→ PROBLEM
Rewrite all the records below with every instance of "one dot per instance" changed to "one point per instance", leaving everything else as it is.
+++
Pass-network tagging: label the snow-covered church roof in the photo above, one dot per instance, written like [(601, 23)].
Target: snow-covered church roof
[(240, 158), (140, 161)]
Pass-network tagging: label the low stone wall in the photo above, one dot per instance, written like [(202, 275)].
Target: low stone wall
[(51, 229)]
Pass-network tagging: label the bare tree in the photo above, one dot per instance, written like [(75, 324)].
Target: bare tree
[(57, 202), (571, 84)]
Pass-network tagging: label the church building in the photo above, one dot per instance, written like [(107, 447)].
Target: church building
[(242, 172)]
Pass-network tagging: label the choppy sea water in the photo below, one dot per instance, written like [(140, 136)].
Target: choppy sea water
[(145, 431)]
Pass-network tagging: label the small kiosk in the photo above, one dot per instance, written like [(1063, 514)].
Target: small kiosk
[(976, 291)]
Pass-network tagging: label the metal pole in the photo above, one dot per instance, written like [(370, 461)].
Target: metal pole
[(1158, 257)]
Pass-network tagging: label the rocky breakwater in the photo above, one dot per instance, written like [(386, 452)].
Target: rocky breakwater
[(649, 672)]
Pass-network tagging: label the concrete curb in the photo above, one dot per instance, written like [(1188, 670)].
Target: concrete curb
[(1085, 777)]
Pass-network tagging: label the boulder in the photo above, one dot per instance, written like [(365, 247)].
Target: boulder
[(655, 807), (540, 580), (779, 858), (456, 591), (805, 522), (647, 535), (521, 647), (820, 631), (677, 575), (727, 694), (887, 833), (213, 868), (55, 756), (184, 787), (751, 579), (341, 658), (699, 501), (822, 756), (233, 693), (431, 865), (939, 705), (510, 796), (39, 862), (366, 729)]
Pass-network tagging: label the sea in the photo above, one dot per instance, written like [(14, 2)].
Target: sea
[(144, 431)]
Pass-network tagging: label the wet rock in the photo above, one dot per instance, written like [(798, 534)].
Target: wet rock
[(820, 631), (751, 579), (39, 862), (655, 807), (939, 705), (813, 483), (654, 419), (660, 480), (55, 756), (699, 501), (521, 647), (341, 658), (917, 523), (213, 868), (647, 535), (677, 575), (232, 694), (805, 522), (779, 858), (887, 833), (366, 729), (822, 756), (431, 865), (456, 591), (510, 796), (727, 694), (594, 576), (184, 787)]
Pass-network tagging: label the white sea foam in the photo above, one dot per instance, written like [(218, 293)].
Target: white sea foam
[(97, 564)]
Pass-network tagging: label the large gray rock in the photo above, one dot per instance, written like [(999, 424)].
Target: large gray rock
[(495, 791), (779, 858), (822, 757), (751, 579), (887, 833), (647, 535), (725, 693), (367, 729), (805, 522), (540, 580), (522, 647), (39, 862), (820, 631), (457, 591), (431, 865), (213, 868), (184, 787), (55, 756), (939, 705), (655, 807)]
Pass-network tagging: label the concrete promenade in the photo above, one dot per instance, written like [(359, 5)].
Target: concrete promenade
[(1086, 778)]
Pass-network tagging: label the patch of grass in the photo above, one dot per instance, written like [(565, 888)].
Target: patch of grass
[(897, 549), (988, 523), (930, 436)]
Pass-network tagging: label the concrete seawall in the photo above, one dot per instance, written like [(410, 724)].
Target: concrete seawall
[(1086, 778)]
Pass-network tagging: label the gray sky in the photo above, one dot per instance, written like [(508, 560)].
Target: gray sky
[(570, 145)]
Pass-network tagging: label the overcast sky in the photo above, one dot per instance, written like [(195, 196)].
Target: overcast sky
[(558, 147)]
+++
→ FINAL RESULT
Pass-network tagging: label the snow-covered church roof in the photo above, one point per instance, written like [(601, 23)].
Target: snow-covered church roof
[(240, 158), (140, 161)]
Pass-network tagging: label the low stone wall in the photo above, one point per instance, written like [(202, 275)].
Target: low stone wall
[(51, 229)]
Pass-network tagging: label the bare tree in the photo above, one point per instance, written like [(75, 324)].
Target: bare tree
[(57, 202), (571, 84)]
Pass-network tagging: label the church building in the photo above, one point per instance, written like [(107, 447)].
Target: church building
[(242, 172)]
Pass-network tagging: label the choppy sea water in the photo below, one point per instance, written like [(140, 136)].
Target: choppy sea water
[(145, 431)]
Pass-network tagging: label the small kiosk in the photo above, one point per instance, written like [(1063, 514)].
Target: small kiosk
[(976, 291)]
Pass-network tagging: label the metal pole in the photo above, one point per instance, written like [(370, 461)].
Target: metal pole
[(1158, 257)]
Pass-network tagging: label the rocky breakwater in the photo above, one point per instance, written like [(386, 452)].
Target: rocky breakwater
[(649, 672)]
Pass-network tagging: label the concrete curb in the photo above, one point per instance, written like [(1188, 670)].
Target: concrete curb
[(1085, 777)]
Pass-network tagging: label the boulder in the photo above, one point per instance, written like [(365, 247)].
Target: boulder
[(655, 807), (540, 580), (779, 858), (456, 591), (805, 522), (647, 535), (521, 647), (820, 631), (677, 575), (727, 694), (887, 833), (213, 868), (55, 756), (184, 787), (751, 579), (341, 658), (699, 501), (822, 756), (233, 693), (431, 865), (939, 705), (510, 796), (39, 862), (366, 729)]
Pass-network tagging: label the sea in the photo above, one point per instance, written like [(14, 2)].
Target: sea
[(144, 431)]
Pass-network tagging: label the wet rock in the photo above, one point per instance, written like [(798, 534)].
Target: wet rock
[(820, 631), (751, 579), (39, 862), (655, 807), (939, 705), (813, 483), (654, 419), (660, 480), (55, 756), (699, 501), (521, 647), (341, 658), (917, 523), (213, 868), (647, 535), (677, 575), (232, 694), (805, 522), (779, 858), (887, 833), (366, 729), (822, 756), (431, 865), (456, 591), (510, 796), (727, 694), (594, 576), (184, 787)]
Pass-network tagging: label the white sea foam in the photo above, one point per instance, written like [(218, 293)].
Target: white sea foam
[(97, 564)]
Pass-network tagging: label the large gray rock in the photo above, one point per instance, written like [(999, 424)].
Target: large gray rock
[(495, 791), (779, 858), (822, 757), (751, 579), (887, 833), (647, 535), (725, 693), (367, 729), (805, 522), (540, 580), (522, 647), (39, 862), (820, 631), (457, 591), (431, 865), (213, 868), (184, 787), (55, 756), (939, 705), (655, 807)]
Pass-network tagging: label the concrete promenade in the photo above, one point per instance, written like [(359, 5)].
Target: concrete promenade
[(1086, 778)]
Pass-network tagging: label the patch of grass in the photo above, one point per instance, written like [(565, 888)].
Target: patch of grass
[(897, 549), (988, 523), (930, 436)]
Pass-network tagging: label the concrete seawall in the photo above, one point per instance, written like [(410, 724)].
Target: concrete seawall
[(1086, 778)]
Pass-network tagging: label the gray sky in the photo above, one point per instance, written like [(508, 560)].
Target: gray sky
[(570, 145)]
Pass-network tagging: label the overcast sky in the photo above, one point per instance, written like [(195, 196)].
Target: overcast sky
[(558, 147)]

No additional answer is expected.